■ **TASK BRIEF**: Please restate every record below word for word.

■ **SUPPLIED MATERIAL**:
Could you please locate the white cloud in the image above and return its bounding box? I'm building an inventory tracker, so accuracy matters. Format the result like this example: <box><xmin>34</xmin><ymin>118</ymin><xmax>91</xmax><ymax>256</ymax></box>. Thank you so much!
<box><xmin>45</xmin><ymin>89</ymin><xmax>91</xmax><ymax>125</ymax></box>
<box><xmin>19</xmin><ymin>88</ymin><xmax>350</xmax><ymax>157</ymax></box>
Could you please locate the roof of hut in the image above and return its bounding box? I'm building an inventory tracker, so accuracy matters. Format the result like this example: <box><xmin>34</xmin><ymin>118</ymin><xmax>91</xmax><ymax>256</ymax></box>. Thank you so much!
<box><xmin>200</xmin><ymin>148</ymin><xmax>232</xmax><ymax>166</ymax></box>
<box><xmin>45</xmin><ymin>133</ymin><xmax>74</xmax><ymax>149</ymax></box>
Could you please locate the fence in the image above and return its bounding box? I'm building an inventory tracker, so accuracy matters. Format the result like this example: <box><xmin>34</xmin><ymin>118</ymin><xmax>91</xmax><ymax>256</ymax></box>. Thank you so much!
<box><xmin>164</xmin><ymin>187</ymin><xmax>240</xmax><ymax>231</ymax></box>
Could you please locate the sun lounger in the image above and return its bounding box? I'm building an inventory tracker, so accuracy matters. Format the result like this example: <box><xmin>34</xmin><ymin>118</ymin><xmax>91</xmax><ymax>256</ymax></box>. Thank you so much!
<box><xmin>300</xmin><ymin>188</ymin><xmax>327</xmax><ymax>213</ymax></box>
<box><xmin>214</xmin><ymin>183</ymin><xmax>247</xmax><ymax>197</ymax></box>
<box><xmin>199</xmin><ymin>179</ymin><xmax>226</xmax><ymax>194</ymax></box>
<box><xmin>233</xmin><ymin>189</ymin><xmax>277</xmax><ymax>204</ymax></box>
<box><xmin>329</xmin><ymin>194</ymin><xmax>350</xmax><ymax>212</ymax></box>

■ **WRITTEN SOLUTION**:
Could you please locate the white cloud in the image above and return its bounding box? I'm building an inventory tracker, so accuracy matters. Format the result like this example: <box><xmin>34</xmin><ymin>118</ymin><xmax>91</xmax><ymax>256</ymax></box>. Thank you so much!
<box><xmin>45</xmin><ymin>89</ymin><xmax>91</xmax><ymax>125</ymax></box>
<box><xmin>19</xmin><ymin>88</ymin><xmax>350</xmax><ymax>157</ymax></box>
Could you please locate the roof of hut in the image above and return its bounding box? I'm building an inventory tracker, so accuracy matters. Format the result like this example: <box><xmin>34</xmin><ymin>118</ymin><xmax>91</xmax><ymax>256</ymax></box>. Thank you so much!
<box><xmin>200</xmin><ymin>148</ymin><xmax>232</xmax><ymax>166</ymax></box>
<box><xmin>45</xmin><ymin>133</ymin><xmax>74</xmax><ymax>149</ymax></box>
Could you please locate the fence in the image above and return its bounding box? I'm building an inventory tracker, so accuracy matters. Format the result like this example: <box><xmin>34</xmin><ymin>118</ymin><xmax>91</xmax><ymax>256</ymax></box>. Thank you so much!
<box><xmin>164</xmin><ymin>187</ymin><xmax>240</xmax><ymax>231</ymax></box>
Could you please locate the sun lounger in the image above and return its bounding box? I'm building an inventory tracker, so accuracy matters. Format the result like this example: <box><xmin>34</xmin><ymin>118</ymin><xmax>91</xmax><ymax>256</ymax></box>. Thank you so much!
<box><xmin>300</xmin><ymin>188</ymin><xmax>327</xmax><ymax>213</ymax></box>
<box><xmin>214</xmin><ymin>183</ymin><xmax>247</xmax><ymax>197</ymax></box>
<box><xmin>199</xmin><ymin>179</ymin><xmax>226</xmax><ymax>194</ymax></box>
<box><xmin>233</xmin><ymin>189</ymin><xmax>277</xmax><ymax>204</ymax></box>
<box><xmin>329</xmin><ymin>194</ymin><xmax>350</xmax><ymax>212</ymax></box>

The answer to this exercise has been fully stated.